Objectifs –
1. Répondez aux questions suivantes sur le passage consacré à la mémoire du traumatisme :
(a) Selon ce passage, que convient-il de dire lorsque le traumatisme est trop profondément enfoui pour qu'un cliché y ramène ?
(b) Quel objet l'une des personnes citées affirme-t-elle pouvoir seulement décrire ?
(c) À quel âge Anny Duperey a-t-elle perdu ses deux parents, et dans quel livre le relate-t-elle ?
2. Rédigez la suite du passage consacré à la mémoire du traumatisme, à partir de sa dernière phrase.

Il arrive, bien sûr, que le traumatisme ait été si profondément enfoui dans la chambre noire de la mémoire qu’aucun cliché ne t’y ramènera. Dans ce cas, il convient de dire le blanc, le silence. Lorsque j’accompagne des personnes dans l’écriture de leur biographie, je suis souvent confrontée au bouleversement de la psyché après un deuil, un bombardement, une blessure, une perte considérable : « Je ne me souviens pas combien de jours se sont écoulés après que l’obus a traversé le plafond de la gare. Je voudrais laisser du blanc dans la page pour évoquer le noir de toutes ces nuits passées dans la cave.  » « Il y a sans doute eu des cris, bien sûr. Mais tout ce que je puis décrire, c’est le contact de mon ours en peluche. C’est tout. La peluche et ses frisottis dans l’air humide. Que dire de plus ? » Ou alors, écrire comme Anny Duperey – seule face à la perte incommensurable de ses deux parents à l’âge de neuf ans et qu’elle relate dans son livre Le Voile noir :  » Puis on ne meurt pas, on se retourne pour regarder vers l’avant, vers ce qui arrive. Les choses se sont peut-être passées ainsi quand je quittai cette maison, ou peut-être pas. Je n’ai aucun souvenir du déménagement ni de la saison où il se fit. Mais la photo à elle seule raconte tous les départs. Je n’y revins effectivement jamais, mais je sais qu’elle a été détruite. »

Et si mon souvenir n’est pas exact ?

Données enregistrées –
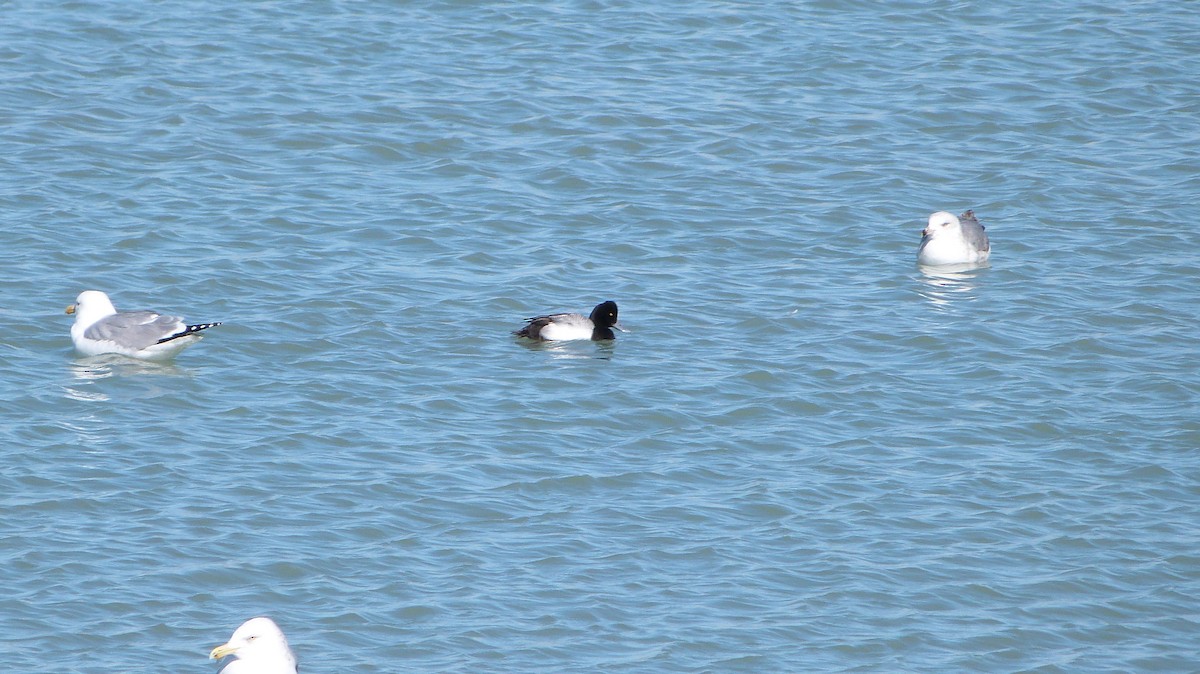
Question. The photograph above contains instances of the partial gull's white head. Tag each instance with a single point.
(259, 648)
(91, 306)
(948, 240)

...

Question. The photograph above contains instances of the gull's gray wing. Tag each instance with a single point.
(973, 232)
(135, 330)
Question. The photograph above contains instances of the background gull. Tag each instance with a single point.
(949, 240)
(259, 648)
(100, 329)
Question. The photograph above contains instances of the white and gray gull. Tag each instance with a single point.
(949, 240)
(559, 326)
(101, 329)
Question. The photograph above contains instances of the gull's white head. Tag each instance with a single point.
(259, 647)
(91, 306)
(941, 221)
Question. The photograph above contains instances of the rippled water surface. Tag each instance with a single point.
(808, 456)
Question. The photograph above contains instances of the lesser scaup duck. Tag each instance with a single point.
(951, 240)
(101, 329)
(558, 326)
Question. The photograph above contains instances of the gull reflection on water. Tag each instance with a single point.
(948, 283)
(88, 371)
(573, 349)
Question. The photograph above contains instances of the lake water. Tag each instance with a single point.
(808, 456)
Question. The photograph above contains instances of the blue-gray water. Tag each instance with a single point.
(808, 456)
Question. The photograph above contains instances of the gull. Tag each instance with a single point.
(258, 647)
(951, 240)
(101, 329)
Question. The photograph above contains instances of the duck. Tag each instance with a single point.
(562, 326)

* * *

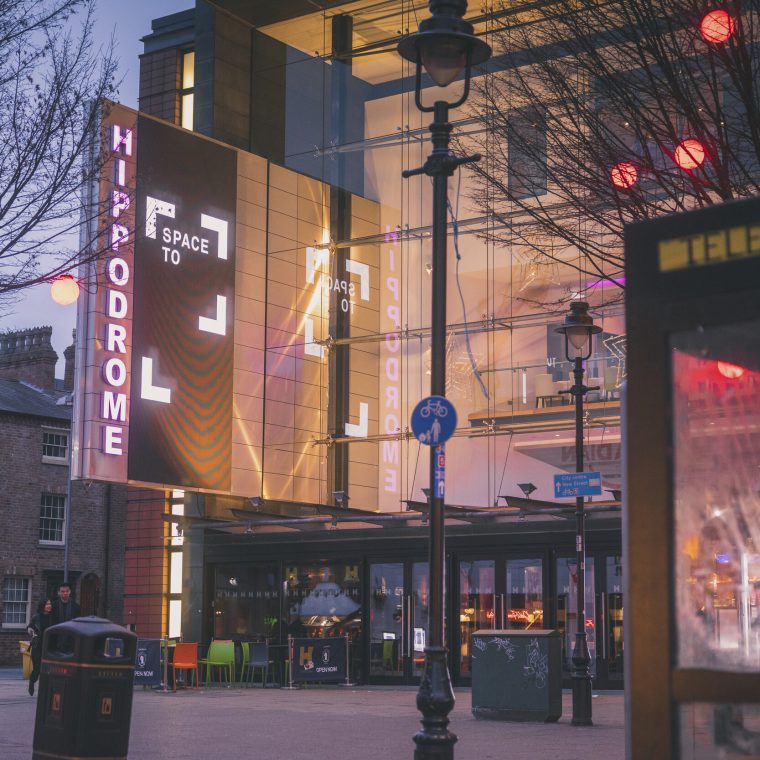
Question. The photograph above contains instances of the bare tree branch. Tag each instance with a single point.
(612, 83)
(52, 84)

Corrigé des exercices –
1.
(a) Il convient de dire le blanc, le silence.
(b) Le contact de son ours en peluche.
(c) À l'âge de neuf ans, dans son livre Le Voile noir.

2.
Sont fréquents les cas où l’inconscient enjolive le souvenir du trauma, le falsifie, le déplace dans un autre cadre, un autre espace-temps, un cliché inexact, ceci afin de préserver la structure psychique – véritable maison intérieure – de la victime qui, sans ce mensonge salvateur, serait précipitée dans la fragmentation irréversible de son Moi. Il en est ainsi des aveux de trahison, des révélations de secrets de famille effectués dans un endroit bruyant et peuplé – rue, bar, restaurant -, reconstitué fictivement pour désamorcer dans les stimuli extérieurs la violence du coup psychique réactivé par le souvenir. Puis, une fois, le temps passé, une autre mémoire prend la place – vraie, authentique, celle-là – car un travail intérieur a permis de faire reculer le danger psychique. On est, par exemple, davantage capable de supporter la perversité du secret de famille avoué lors d’un dîner de réveillon de Noël car la formulation du faux souvenir nous a familiarisés progressivement avec cette réalité, le temps que l’on s’y adapte : « J’ai toujours senti que j’étais un enfant non désiré, adopté, venu trop tôt… Ce souvenir en est désormais la preuve… » Écris tous les scénarios possibles sur tes bouleversements intimes – même et surtout s’ils se contredisent car ta vérité se fraiera un chemin parmi toutes ces histoires qui sont autant de facettes de toi.

Qui est cet enfant dans le miroir ?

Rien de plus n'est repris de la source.